**READING TEXT**
····················
9. The body support defined in claim 1, wherein said resilient
members of said seat section are between about 4 and 8 inches in
height, and wherein said transitional border wire transverse
section is spaced apart from said lower border wire section
transverse run between about 1 and 5 inches when said body support
is in said folded position.
10. The body support defined in claim 1, wherein said transitional
border wire is pivotally interconnected with said lower grid at a
position thereon coincident with a pivot axis of one of said
transverse rows of resilient members.
11. The body support defined in claim 10, wherein each of said
transitional border wire longitudinal runs includes an
inwardly-extending segment, wherein said transverse rows of
resilient members are pivotally interconnected to said upper and
lower grid surfaces with a plurality of helical wires, and wherein
said inwardly-extending segments are interconnected to said lower
grid surface with one of said helical wires.
····················
**THE TASKS**
1. According to the patent claims, what height range do the resilient members of the seat section have?
2. Could you update everything in the patent claims from "10. The body" down to "of resilient members." so that "pivot axis" reads "rotation axis"?

A block of data
····················
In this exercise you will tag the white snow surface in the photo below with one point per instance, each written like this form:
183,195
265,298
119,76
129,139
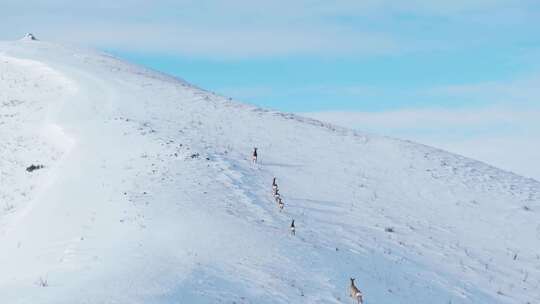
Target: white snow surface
122,212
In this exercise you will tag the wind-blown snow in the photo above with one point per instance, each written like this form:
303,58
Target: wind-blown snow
124,211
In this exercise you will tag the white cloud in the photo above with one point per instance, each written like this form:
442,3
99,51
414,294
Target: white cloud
503,137
237,28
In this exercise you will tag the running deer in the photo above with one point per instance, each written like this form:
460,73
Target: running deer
254,156
355,293
280,204
275,192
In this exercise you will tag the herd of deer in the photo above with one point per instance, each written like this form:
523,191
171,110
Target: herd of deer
354,292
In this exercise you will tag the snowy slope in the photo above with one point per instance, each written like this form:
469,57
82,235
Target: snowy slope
125,212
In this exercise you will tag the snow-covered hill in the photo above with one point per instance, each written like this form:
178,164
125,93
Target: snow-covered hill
147,195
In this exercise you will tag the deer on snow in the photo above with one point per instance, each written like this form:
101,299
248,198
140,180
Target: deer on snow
355,293
280,204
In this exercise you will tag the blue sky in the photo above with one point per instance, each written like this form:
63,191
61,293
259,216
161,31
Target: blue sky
462,75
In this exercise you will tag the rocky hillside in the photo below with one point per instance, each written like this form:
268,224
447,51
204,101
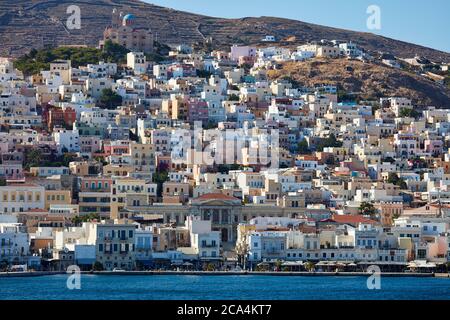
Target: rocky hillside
366,81
26,24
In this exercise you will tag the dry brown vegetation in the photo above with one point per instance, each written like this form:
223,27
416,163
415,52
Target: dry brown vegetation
370,80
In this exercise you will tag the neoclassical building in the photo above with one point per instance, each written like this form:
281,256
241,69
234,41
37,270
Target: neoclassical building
225,212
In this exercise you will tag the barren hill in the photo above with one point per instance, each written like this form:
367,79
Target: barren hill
366,80
26,24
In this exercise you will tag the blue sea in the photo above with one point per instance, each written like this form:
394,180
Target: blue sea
245,287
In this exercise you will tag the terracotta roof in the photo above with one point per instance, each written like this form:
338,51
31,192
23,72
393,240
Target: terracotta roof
353,220
215,196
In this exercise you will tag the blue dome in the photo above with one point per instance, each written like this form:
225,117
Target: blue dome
129,17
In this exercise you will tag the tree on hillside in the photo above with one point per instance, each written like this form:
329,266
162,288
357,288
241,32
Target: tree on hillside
331,141
303,147
33,158
367,209
110,99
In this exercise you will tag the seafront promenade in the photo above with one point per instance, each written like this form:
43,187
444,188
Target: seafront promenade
227,273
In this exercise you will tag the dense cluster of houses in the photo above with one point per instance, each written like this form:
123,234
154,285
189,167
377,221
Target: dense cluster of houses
153,182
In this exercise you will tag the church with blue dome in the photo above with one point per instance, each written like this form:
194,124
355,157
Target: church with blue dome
126,31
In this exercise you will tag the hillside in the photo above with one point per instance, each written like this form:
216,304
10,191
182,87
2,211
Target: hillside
26,24
366,80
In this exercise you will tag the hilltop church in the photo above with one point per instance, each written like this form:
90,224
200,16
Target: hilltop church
124,31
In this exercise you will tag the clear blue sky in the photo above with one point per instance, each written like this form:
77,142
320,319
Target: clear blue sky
422,22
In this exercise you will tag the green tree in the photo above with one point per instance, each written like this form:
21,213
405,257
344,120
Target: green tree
367,209
331,141
303,147
110,99
33,158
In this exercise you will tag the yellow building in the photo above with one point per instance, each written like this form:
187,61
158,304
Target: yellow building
57,197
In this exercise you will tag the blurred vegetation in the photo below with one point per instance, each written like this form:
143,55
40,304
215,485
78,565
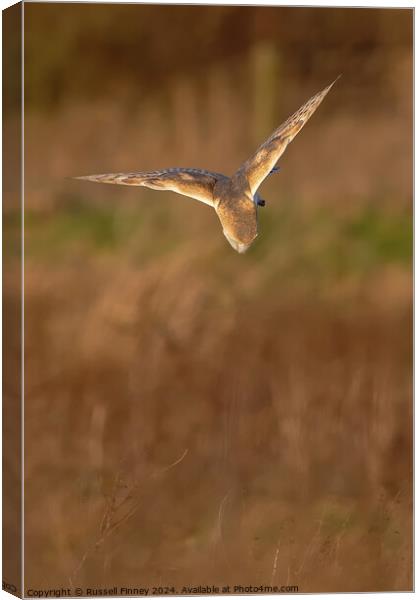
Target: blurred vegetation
257,408
90,51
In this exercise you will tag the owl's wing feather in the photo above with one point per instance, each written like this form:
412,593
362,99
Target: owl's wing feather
262,162
195,183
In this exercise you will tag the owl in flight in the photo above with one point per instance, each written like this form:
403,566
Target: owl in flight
235,199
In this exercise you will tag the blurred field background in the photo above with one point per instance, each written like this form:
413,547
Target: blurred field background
194,416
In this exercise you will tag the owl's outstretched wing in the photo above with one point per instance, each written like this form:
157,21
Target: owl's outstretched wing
196,183
262,162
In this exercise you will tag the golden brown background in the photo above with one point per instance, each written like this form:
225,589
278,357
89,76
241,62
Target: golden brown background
194,416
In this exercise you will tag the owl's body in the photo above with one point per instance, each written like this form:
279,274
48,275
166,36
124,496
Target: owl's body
235,199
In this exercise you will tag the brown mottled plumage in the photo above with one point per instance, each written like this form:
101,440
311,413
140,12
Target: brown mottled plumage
235,198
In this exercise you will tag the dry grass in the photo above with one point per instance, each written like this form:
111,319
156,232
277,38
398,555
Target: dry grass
197,417
292,418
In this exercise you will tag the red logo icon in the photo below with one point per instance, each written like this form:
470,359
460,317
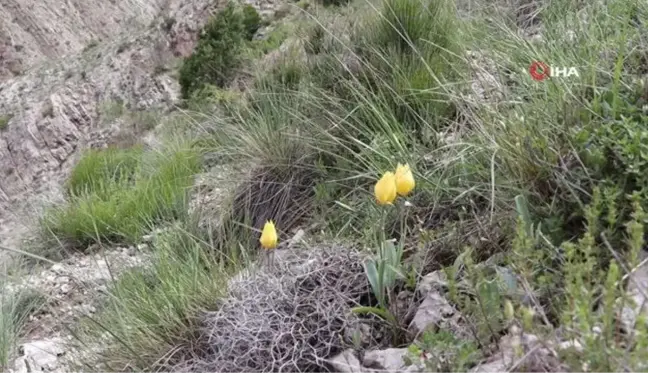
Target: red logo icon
539,71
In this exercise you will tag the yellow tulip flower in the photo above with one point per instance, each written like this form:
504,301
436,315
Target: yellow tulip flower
404,180
385,189
269,236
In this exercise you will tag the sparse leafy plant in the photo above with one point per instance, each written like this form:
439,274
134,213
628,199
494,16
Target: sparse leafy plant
217,53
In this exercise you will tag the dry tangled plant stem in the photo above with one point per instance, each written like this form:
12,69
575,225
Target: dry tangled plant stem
289,318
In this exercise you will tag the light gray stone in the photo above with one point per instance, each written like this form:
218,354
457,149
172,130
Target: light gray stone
436,280
390,360
434,309
40,356
347,362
····················
**EXPECTED OUTPUTS**
1. Between about 4 and 8 inches.

2.
10. The body support defined in claim 1, wherein said transitional
border wire is pivotally interconnected with said lower grid at a
position thereon coincident with a rotation axis of one of said
transverse rows of resilient members.